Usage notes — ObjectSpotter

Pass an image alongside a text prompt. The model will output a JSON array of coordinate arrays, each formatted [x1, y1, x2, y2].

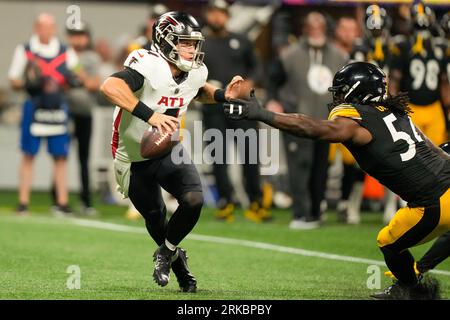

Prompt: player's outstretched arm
[[100, 77, 178, 132], [224, 91, 372, 145], [414, 126, 450, 160], [197, 76, 244, 104]]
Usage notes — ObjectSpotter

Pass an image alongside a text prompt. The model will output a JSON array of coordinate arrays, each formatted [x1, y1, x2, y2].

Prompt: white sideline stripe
[[0, 216, 450, 276], [68, 219, 450, 276]]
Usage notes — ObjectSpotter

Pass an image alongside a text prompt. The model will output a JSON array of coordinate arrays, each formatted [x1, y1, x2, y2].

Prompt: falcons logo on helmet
[[156, 15, 179, 41]]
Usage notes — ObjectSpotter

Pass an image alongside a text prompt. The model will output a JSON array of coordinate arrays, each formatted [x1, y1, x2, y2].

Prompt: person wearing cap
[[66, 22, 101, 215], [202, 0, 270, 222], [266, 11, 346, 230], [8, 13, 77, 215]]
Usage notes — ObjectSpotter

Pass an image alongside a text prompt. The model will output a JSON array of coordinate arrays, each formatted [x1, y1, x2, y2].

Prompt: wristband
[[131, 100, 155, 122], [214, 89, 228, 102]]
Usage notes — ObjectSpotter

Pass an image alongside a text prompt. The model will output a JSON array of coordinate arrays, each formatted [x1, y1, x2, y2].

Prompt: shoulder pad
[[328, 103, 362, 120]]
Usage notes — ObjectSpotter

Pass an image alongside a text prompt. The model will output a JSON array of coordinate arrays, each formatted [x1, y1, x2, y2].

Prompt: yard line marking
[[2, 217, 450, 276], [67, 219, 450, 276]]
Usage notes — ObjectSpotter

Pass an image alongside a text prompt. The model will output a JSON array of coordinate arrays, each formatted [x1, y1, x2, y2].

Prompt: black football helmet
[[328, 62, 387, 104], [364, 4, 391, 37], [411, 2, 436, 31], [440, 11, 450, 39], [152, 11, 205, 72], [439, 141, 450, 154]]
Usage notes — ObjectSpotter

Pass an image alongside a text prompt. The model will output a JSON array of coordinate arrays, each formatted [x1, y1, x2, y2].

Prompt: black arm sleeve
[[267, 59, 287, 100], [111, 67, 144, 92]]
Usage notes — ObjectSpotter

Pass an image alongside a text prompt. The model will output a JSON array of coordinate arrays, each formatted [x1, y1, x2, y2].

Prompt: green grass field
[[0, 191, 450, 300]]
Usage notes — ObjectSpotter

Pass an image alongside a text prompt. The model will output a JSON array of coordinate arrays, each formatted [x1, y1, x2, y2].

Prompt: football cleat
[[244, 201, 272, 223], [371, 275, 440, 300], [172, 248, 197, 293], [153, 244, 175, 287], [384, 262, 421, 280], [370, 281, 409, 300], [215, 203, 235, 223]]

--

▸ Given request
Rewrite every line of the items above as one numbered list. Leave out the blank lines and the pictures.

▸ Exercise answer
1. Usage notes — ObjectSpotter
2. Pass an image alongside a text prompt. The model will output a JSON array of coordinate arrays, each formatted [x1, y1, x2, y2].
3. Prompt: player's outstretched arm
4. [[100, 77, 178, 132], [224, 91, 372, 145], [414, 126, 450, 160], [197, 76, 244, 104]]
5. Usage notes — ObjectSpotter
6. Pass an image alongside a text prompt. The model will output a JSON array of coordinate arrays, each formatted [x1, y1, x2, y2].
7. Prompt: white sideline stripe
8. [[0, 216, 450, 276], [68, 219, 450, 276]]
9. Usage notes — ObjectSpotter
10. Pass an image alongside a text prompt. The model will output a JSON array of coordinate arrays, each formatted [x1, y1, x2, y2].
11. Prompt: falcons logo on helmet
12. [[156, 15, 179, 41]]
13. Usage notes — ObjectSpotter
14. Pass an image alongside a text prompt. The model will output a JSON array of coordinate arrays, each formatted [x1, y1, x2, y2].
15. Prompt: person wearing cap
16. [[66, 22, 101, 215], [202, 0, 270, 222], [266, 11, 346, 230], [8, 13, 77, 215]]
17. Usage notes — ObjectSpotter
18. Pass an image alongside a text prompt. The model will output a JSON array of coordinate arrays, each formatted [x1, y1, x2, y2].
19. Prompt: wristband
20. [[131, 100, 155, 122], [214, 89, 228, 102]]
21. Usage notes — ObjectSpotter
22. Pass an image alongside a text prompt. The model will output a JSON array of coordinate arrays, each formatted [x1, y1, x2, y2].
23. Prompt: shoulder pad
24. [[328, 103, 362, 120]]
25. Usage notes — ObjectSpotter
26. Pass an image alongside a text prompt. The model will output a JSON array of coordinate arrays, each formatted [x1, y1, x2, y2].
27. Prompt: yard line marking
28. [[2, 217, 450, 276], [67, 219, 450, 276]]
29. Usage notes — ObjectSpotter
30. Pass an image alongside a text prompt. The model will output a JSON array of coordinate arrays, each formatted [x1, y1, x2, y2].
31. Prompt: black football helmet
32. [[328, 62, 387, 104], [364, 4, 391, 37], [411, 2, 436, 31], [440, 11, 450, 39], [152, 11, 205, 72], [439, 141, 450, 154]]
33. Usage notes — ObjectSpotter
34. Pass an image alongside a text prompt. The model will output a JSON array of coordinate arrays, each formatted [x1, y1, x2, y2].
35. Prompt: black arm sleeve
36. [[267, 59, 287, 100], [111, 67, 144, 92]]
37. Usage notes — ObjectSpotter
38. Pass an image alongside a text prompt. The model will output a JSON array of coordinate arrays, each formatted [x1, y1, x2, y2].
39. Prompt: green grass field
40. [[0, 191, 450, 300]]
41. Usage notes — ObjectSpotter
42. Pass an image alongside a text prompt. The model will output a JSON array of coordinate arrays, each formatted [x1, y1, x2, y2].
43. Prompt: football cleat
44. [[244, 201, 272, 223], [371, 275, 440, 300], [172, 248, 197, 293], [153, 244, 175, 287], [384, 262, 421, 280], [370, 281, 409, 300], [215, 203, 235, 223]]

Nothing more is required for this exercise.